*PROMPT*:
Reproduce each of the items below word for word, from the first to the last, and leave the pictures out of your copy.

*RECORD LIST*:
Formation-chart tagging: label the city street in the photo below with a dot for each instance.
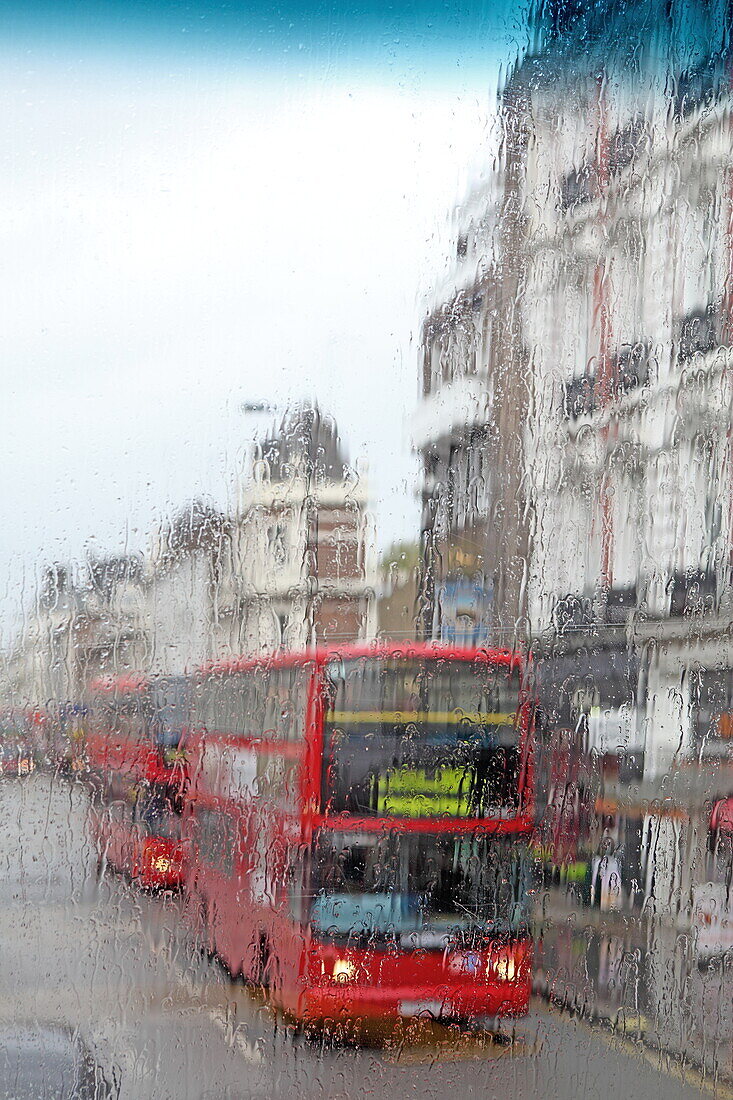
(165, 1022)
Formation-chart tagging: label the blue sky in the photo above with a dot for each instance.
(204, 206)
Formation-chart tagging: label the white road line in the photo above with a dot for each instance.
(219, 1018)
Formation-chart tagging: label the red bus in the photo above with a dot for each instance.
(137, 760)
(357, 828)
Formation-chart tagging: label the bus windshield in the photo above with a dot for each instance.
(422, 738)
(423, 890)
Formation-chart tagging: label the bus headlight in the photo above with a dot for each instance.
(502, 967)
(343, 970)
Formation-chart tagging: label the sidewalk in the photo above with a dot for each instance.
(614, 969)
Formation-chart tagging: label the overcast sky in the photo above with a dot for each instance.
(185, 231)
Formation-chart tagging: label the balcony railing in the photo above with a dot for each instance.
(630, 369)
(578, 186)
(698, 331)
(692, 592)
(619, 604)
(627, 143)
(572, 613)
(579, 398)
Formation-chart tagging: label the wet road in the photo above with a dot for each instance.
(165, 1022)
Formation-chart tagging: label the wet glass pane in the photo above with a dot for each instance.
(367, 604)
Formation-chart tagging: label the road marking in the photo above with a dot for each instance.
(659, 1059)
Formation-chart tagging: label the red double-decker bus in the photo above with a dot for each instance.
(137, 729)
(357, 824)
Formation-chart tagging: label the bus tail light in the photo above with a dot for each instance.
(503, 966)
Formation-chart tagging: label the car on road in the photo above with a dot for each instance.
(17, 759)
(48, 1063)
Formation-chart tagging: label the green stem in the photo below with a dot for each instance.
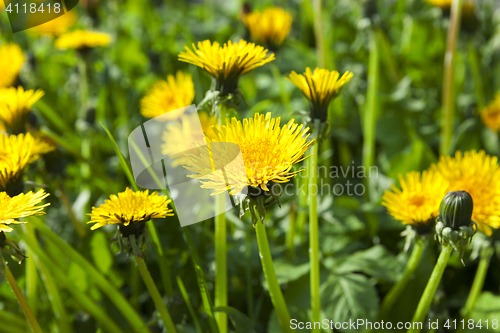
(448, 78)
(370, 112)
(396, 290)
(202, 283)
(430, 289)
(31, 280)
(155, 294)
(190, 307)
(477, 285)
(272, 281)
(314, 235)
(62, 278)
(100, 281)
(30, 317)
(220, 250)
(318, 34)
(220, 264)
(290, 235)
(280, 80)
(476, 75)
(248, 274)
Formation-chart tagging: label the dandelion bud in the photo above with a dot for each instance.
(456, 209)
(455, 227)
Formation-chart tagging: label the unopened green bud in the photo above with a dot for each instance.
(456, 209)
(454, 225)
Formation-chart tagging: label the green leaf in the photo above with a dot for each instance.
(241, 322)
(349, 297)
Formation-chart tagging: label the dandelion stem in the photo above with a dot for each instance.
(476, 75)
(430, 289)
(396, 290)
(477, 285)
(30, 317)
(448, 78)
(155, 294)
(189, 305)
(272, 281)
(314, 235)
(220, 249)
(220, 263)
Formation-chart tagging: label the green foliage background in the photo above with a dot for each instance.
(358, 264)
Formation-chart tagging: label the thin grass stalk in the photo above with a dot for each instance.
(314, 235)
(430, 289)
(28, 313)
(81, 298)
(478, 283)
(272, 281)
(100, 281)
(290, 234)
(202, 283)
(396, 290)
(51, 285)
(221, 249)
(189, 305)
(448, 104)
(248, 275)
(476, 75)
(31, 281)
(155, 295)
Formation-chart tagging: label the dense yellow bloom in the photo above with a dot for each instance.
(19, 206)
(130, 207)
(56, 26)
(15, 104)
(417, 202)
(164, 96)
(490, 115)
(10, 65)
(269, 27)
(268, 152)
(16, 151)
(478, 174)
(181, 136)
(226, 63)
(320, 87)
(80, 39)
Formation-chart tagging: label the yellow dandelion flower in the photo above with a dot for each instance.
(15, 104)
(417, 202)
(181, 136)
(10, 66)
(320, 87)
(81, 39)
(268, 152)
(164, 96)
(56, 26)
(16, 152)
(20, 206)
(478, 174)
(490, 115)
(269, 27)
(227, 63)
(130, 207)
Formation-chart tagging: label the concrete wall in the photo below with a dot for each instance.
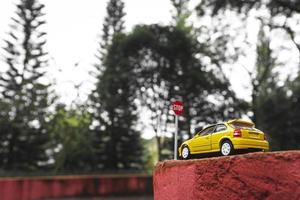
(272, 176)
(72, 186)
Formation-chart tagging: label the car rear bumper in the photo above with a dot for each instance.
(242, 143)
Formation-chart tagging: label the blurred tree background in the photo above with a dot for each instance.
(145, 68)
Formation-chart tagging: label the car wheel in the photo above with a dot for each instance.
(185, 152)
(226, 148)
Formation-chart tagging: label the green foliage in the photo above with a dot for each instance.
(25, 97)
(276, 7)
(71, 139)
(162, 65)
(116, 142)
(113, 24)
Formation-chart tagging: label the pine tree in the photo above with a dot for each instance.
(116, 142)
(113, 24)
(24, 91)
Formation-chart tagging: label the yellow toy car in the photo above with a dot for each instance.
(225, 138)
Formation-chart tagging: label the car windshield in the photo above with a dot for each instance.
(242, 125)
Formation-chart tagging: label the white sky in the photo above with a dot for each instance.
(74, 28)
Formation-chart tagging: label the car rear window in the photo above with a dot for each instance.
(242, 125)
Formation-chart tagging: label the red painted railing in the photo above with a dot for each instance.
(72, 186)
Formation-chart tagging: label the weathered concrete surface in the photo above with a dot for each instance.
(272, 176)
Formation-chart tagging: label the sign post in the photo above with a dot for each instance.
(177, 107)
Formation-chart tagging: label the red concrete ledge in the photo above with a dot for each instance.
(36, 188)
(271, 176)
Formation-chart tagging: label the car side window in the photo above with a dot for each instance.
(220, 127)
(207, 131)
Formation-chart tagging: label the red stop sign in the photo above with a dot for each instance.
(177, 107)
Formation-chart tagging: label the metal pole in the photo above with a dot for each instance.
(175, 137)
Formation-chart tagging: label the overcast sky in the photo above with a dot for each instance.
(74, 28)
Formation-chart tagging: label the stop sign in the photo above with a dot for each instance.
(177, 107)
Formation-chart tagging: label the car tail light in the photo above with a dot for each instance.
(237, 133)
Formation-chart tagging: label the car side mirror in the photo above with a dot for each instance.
(197, 130)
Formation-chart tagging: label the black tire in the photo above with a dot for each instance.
(185, 152)
(226, 148)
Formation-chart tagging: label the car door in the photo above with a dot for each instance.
(216, 136)
(202, 141)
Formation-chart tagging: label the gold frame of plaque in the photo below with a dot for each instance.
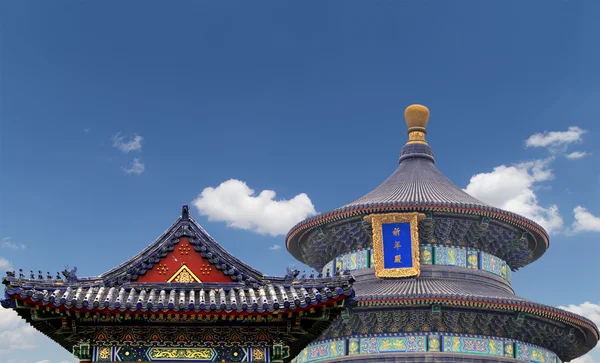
(377, 222)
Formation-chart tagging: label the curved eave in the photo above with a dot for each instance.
(590, 330)
(184, 311)
(340, 214)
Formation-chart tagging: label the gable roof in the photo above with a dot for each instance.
(137, 285)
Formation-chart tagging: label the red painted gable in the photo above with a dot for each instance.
(183, 254)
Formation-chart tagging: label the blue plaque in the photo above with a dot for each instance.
(396, 244)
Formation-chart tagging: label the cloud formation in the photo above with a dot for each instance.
(136, 167)
(576, 155)
(512, 188)
(5, 264)
(8, 243)
(134, 144)
(556, 141)
(584, 221)
(236, 204)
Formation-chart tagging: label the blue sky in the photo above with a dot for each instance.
(291, 98)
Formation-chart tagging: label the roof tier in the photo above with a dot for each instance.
(470, 301)
(454, 217)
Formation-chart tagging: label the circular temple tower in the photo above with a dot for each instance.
(433, 268)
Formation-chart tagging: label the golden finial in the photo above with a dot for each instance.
(416, 117)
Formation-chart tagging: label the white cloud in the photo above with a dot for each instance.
(556, 141)
(137, 167)
(4, 264)
(8, 243)
(15, 334)
(592, 312)
(512, 188)
(135, 144)
(576, 155)
(584, 221)
(235, 203)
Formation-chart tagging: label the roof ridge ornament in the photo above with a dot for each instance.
(416, 117)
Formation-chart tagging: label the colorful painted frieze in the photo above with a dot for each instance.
(413, 343)
(429, 255)
(469, 345)
(171, 354)
(362, 259)
(434, 343)
(473, 259)
(353, 346)
(509, 349)
(533, 354)
(492, 264)
(328, 267)
(450, 256)
(426, 255)
(326, 350)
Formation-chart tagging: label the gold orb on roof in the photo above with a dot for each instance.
(416, 117)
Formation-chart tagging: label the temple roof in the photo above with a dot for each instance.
(183, 270)
(452, 287)
(275, 297)
(418, 185)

*OUTPUT FOR THIS EXERCISE*:
Formation-chart tagging: label the city street in the photo below with a dot for each instance.
(165, 1022)
Formation-chart tagging: label the blue sky in the photo above with a dot for each instance.
(204, 206)
Formation-chart tagging: label the white road line in the photo above with a dot for each instance.
(219, 1018)
Formation-chart tagging: label the red bus in the photo above with a dot for each instance.
(137, 760)
(357, 828)
Formation-chart tagging: label the bus windshield in the photo above with a dot for each instance.
(422, 738)
(423, 890)
Formation-chart tagging: label the bus headlight in the photo above with a dot for each instance.
(502, 967)
(343, 970)
Formation-chart tagging: label the sidewalk in the photo above with a dot for each instance.
(614, 969)
Formation-chart tagging: label the overcast sky in the photo above with a dot for each instance.
(185, 231)
Formation-chart tagging: label the balcony railing in the photo above with a dot for each instance.
(630, 369)
(578, 186)
(698, 331)
(692, 592)
(619, 604)
(627, 143)
(572, 613)
(579, 398)
Formation-chart tagging: label the wet road in the photo above with a dot for each instance.
(165, 1022)
Formation-chart tagging: label the wet glass pane in the photo above with a dot for each instance.
(367, 604)
Formation-chart tagging: label the road marking in the photo above with a dot for each instance.
(659, 1059)
Formation-chart tagging: label the red double-decker bus in the photo above with a dot for each instance.
(137, 729)
(357, 824)
Formation-chart tagging: label the bus tail light in the photo above with a dot for each instance.
(503, 966)
Formation-chart tagging: label the car on road in the photo above with a dot for each instance.
(17, 759)
(48, 1063)
Formation-chart tagging: label the green stem in the photo below with a dot for each instance.
(448, 78)
(370, 112)
(396, 290)
(202, 283)
(430, 289)
(31, 280)
(155, 294)
(190, 307)
(477, 285)
(272, 281)
(314, 235)
(62, 278)
(100, 281)
(30, 317)
(220, 250)
(318, 34)
(220, 264)
(290, 235)
(280, 80)
(476, 75)
(248, 274)
Formation-chart tagging: label the dandelion bud in the photo above with a dot for each instance.
(456, 209)
(455, 227)
Formation-chart tagging: label the unopened green bud in the photo above with a dot for each instance.
(456, 209)
(454, 225)
Formation-chart tagging: label the green leaf in the photo above with a dot for each instance.
(241, 322)
(349, 297)
Formation-chart tagging: label the dandelion stem in the photo above with a dot for each instance.
(476, 75)
(430, 289)
(396, 290)
(477, 285)
(30, 317)
(448, 78)
(155, 294)
(189, 305)
(272, 281)
(314, 235)
(220, 249)
(220, 263)
Formation-chart tagging: label the green foliage background in the photo above with a dot for each instance.
(358, 264)
Formation-chart tagging: label the thin grass stalk in the photo above with a dot for each instance.
(314, 235)
(430, 289)
(28, 313)
(81, 298)
(478, 283)
(272, 281)
(100, 281)
(290, 234)
(202, 283)
(396, 290)
(51, 285)
(221, 249)
(189, 305)
(448, 104)
(248, 275)
(476, 75)
(31, 281)
(155, 295)
Formation-chart tagging: label the dense yellow bloom in the photo above with a dot for each instance.
(19, 206)
(130, 207)
(56, 26)
(15, 104)
(417, 202)
(164, 96)
(490, 115)
(10, 65)
(269, 27)
(268, 152)
(16, 151)
(478, 174)
(181, 136)
(226, 63)
(320, 87)
(80, 39)
Formation-chart tagging: label the yellow dandelion flower in the photo above with a dot for each instance.
(15, 104)
(417, 202)
(181, 136)
(10, 66)
(320, 87)
(81, 39)
(268, 152)
(164, 96)
(56, 26)
(16, 152)
(20, 206)
(478, 174)
(490, 115)
(269, 27)
(227, 63)
(130, 207)
Formation-chart tagging: label the concrete wall in the photo below with a dot for each instance.
(272, 176)
(72, 186)
Formation-chart tagging: label the car rear bumper in the photo above with a dot for each instance.
(242, 143)
Formation-chart tagging: label the blurred tree background in the photo above with a dot for each instance.
(145, 68)
Formation-chart tagging: label the car wheel in the photo above with a dot for each instance.
(185, 152)
(226, 148)
Formation-chart tagging: label the green foliage in the photo above with a dot for each instance.
(25, 97)
(276, 7)
(71, 139)
(162, 65)
(116, 142)
(113, 24)
Formation-chart tagging: label the pine tree in the photo above with a dot for each instance.
(116, 142)
(113, 24)
(24, 91)
Formation-chart tagging: label the yellow toy car in the photo above with a dot for each instance.
(225, 138)
Formation-chart tagging: label the car windshield in the photo above with a dot for each instance.
(242, 125)
Formation-chart tagging: label the white sky in the photo above with a dot for each instance.
(74, 28)
Formation-chart tagging: label the car rear window in the photo above with a dot for each instance.
(242, 125)
Formation-chart tagging: label the red painted railing in the photo above with a dot for each instance.
(72, 186)
Formation-chart tagging: label the weathered concrete surface in the photo above with a dot for each instance.
(272, 176)
Formation-chart tagging: label the sign post in the photo above with a dot for each instance.
(177, 107)
Formation-chart tagging: label the red concrete ledge in the photo above with a dot for each instance.
(36, 188)
(271, 176)
Formation-chart tagging: label the car side window in the photo above with a dot for each instance.
(220, 127)
(207, 131)
Formation-chart tagging: label the red stop sign in the photo above with a dot for each instance.
(177, 107)
Formation-chart tagging: label the metal pole in the photo above with a dot for each instance.
(175, 137)
Formation-chart tagging: label the overcast sky in the photo above with a dot for each instance.
(74, 28)
Formation-chart tagging: label the stop sign in the photo above with a dot for each instance.
(177, 107)
Formation-chart tagging: label the car tail light in the photo above with a dot for each instance.
(237, 133)
Formation-chart tagging: label the car side mirror in the photo above with a dot for each instance.
(197, 130)
Formation-chart tagging: label the black tire in the photo above with a dot for each instance.
(185, 152)
(226, 148)
Formation-chart tagging: label the car door in the photo above with a dot for each instance.
(216, 136)
(202, 141)
Formation-chart tagging: label the gold frame of plaque in the photo below with a dot for each instance.
(377, 222)
Formation-chart tagging: label the curved eave in the photo above with a dot for each instance.
(590, 330)
(184, 311)
(340, 214)
Formation-chart tagging: label the gable roof in the photo above with a dot for each instance.
(137, 285)
Formation-chart tagging: label the red painted gable in the photo above with a dot for each instance.
(183, 254)
Formation-chart tagging: label the blue plaque in the photo above with a dot for each instance.
(396, 244)
Formation-chart tagging: label the cloud formation in the photo above with a dot for each instance.
(136, 167)
(576, 155)
(512, 188)
(5, 264)
(8, 243)
(134, 144)
(556, 141)
(584, 221)
(236, 204)
Formation-chart tagging: label the blue sky in the photo above with a dot for each instance.
(291, 98)
Formation-chart tagging: label the roof tier in the photo above with a dot for each instance.
(470, 301)
(454, 217)
Formation-chart tagging: label the circular temple tower in the photo above with a dot for each instance.
(433, 268)
Formation-chart tagging: label the golden finial in the photo above with a dot for each instance.
(416, 117)
Formation-chart tagging: label the white cloud in the photo above with a dot for each instance.
(556, 141)
(137, 167)
(4, 264)
(8, 243)
(15, 334)
(592, 312)
(512, 188)
(135, 144)
(576, 155)
(584, 221)
(235, 203)
Formation-chart tagging: label the roof ridge ornament in the photo above with a dot for each instance.
(416, 117)
Formation-chart tagging: label the colorful painted frieze in the photo above with a dot for each instance.
(413, 343)
(429, 255)
(469, 345)
(171, 354)
(362, 259)
(434, 343)
(473, 259)
(353, 346)
(509, 349)
(533, 354)
(492, 264)
(328, 267)
(450, 256)
(426, 255)
(326, 350)
Formation-chart tagging: label the gold orb on roof in the photo above with a dot for each instance.
(416, 117)
Formation-chart tagging: label the temple roof in the photo above with a dot for each instance.
(183, 270)
(452, 287)
(275, 297)
(418, 185)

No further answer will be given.